─── Supplied entries ───

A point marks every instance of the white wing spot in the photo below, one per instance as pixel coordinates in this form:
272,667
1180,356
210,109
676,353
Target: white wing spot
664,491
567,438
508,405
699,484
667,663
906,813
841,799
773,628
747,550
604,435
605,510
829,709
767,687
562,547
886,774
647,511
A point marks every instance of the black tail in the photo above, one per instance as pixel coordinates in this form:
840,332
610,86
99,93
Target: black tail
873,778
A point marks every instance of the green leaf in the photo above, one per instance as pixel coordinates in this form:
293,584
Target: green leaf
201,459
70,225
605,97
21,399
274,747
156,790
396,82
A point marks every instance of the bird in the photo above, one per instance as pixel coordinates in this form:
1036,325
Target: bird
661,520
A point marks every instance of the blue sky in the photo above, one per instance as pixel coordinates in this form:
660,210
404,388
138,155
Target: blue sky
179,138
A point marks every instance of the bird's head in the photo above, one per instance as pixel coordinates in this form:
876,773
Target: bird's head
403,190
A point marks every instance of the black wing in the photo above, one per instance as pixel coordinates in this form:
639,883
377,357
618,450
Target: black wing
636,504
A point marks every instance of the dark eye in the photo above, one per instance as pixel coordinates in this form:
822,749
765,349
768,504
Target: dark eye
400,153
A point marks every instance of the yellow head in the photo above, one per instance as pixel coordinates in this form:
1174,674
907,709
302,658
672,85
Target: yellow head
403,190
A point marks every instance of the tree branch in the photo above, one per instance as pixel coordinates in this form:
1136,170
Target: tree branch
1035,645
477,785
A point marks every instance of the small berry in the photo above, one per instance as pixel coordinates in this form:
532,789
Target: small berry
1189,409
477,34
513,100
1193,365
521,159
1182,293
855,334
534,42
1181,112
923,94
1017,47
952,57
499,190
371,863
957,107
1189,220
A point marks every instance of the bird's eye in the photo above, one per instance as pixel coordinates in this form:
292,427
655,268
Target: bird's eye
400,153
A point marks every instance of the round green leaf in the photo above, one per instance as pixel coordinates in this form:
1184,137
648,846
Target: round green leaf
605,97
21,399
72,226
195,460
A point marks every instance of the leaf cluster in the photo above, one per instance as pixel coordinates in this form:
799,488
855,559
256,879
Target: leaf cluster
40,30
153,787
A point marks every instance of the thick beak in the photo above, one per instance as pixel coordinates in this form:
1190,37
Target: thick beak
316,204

───

▸ Work required
Transcribe only, please, the lines from the first line of the records through the line with "A point marks every instance of the round". Both of those lines are included.

▸ Task result
A point marks every instance of the white wing spot in the photo below, one per instance as pixel coordinates in this form:
272,667
1180,356
210,109
676,353
Target: white wing spot
664,491
567,438
508,405
699,484
667,663
906,813
841,799
773,628
747,550
604,435
605,510
829,709
767,687
562,547
886,774
647,511
A point marks every instance of the black tail in the photo above, one per instance as pixel coordinates in this form:
840,332
610,86
99,93
Target: black tail
873,778
A point marks every instance of the green leaf in the photo above, one per instance as pixel coordinates in this form:
293,584
Target: green leaf
201,459
70,225
605,97
21,399
274,747
156,790
396,82
A point marks every instance of the bird in the photo above, one per instance as pixel coordinates in this form:
1036,325
Target: bird
661,520
A point marks every instance of the blue sky in the photo above, one per instance as pixel coordinates in this form:
660,210
404,388
138,155
Target: blue sky
179,138
A point marks every instance of the bird's head in the photo above, one per instance as pixel coordinates in this form:
876,773
Target: bird's head
403,190
A point marks every instance of the black wing in the photo above, one per instance as pixel coordinates in this form:
639,883
377,357
618,450
Target: black wing
636,504
A point marks every instance of the dark eye in the photo above, one per instance as pixel coordinates in this form:
822,749
765,349
768,504
Target: dark eye
400,153
A point marks every instance of the yellow head in the photo above, one per instance as pixel coordinates in this form:
1174,674
907,709
302,658
672,85
Target: yellow head
403,190
A point marks every instance of the tree branch in the photo above, one per instance as pixel coordinates in this form:
1136,170
Target: tree branch
1035,645
477,785
A point marks every instance of the small berry in the photo above, one per instance as pixel coordinates in this form:
532,789
Target: small berry
1189,409
477,34
513,100
1193,365
521,159
1182,293
855,334
534,42
1181,112
923,94
1017,47
952,57
499,190
371,863
957,107
1189,220
A point marks every instance of the bird's eye in the photo above, one per instance as pixel coordinates in this form:
292,427
655,268
Target: bird's eye
400,153
A point marks every instance of the round green leaf in the photo above, one per instance as pixel coordinates in this form:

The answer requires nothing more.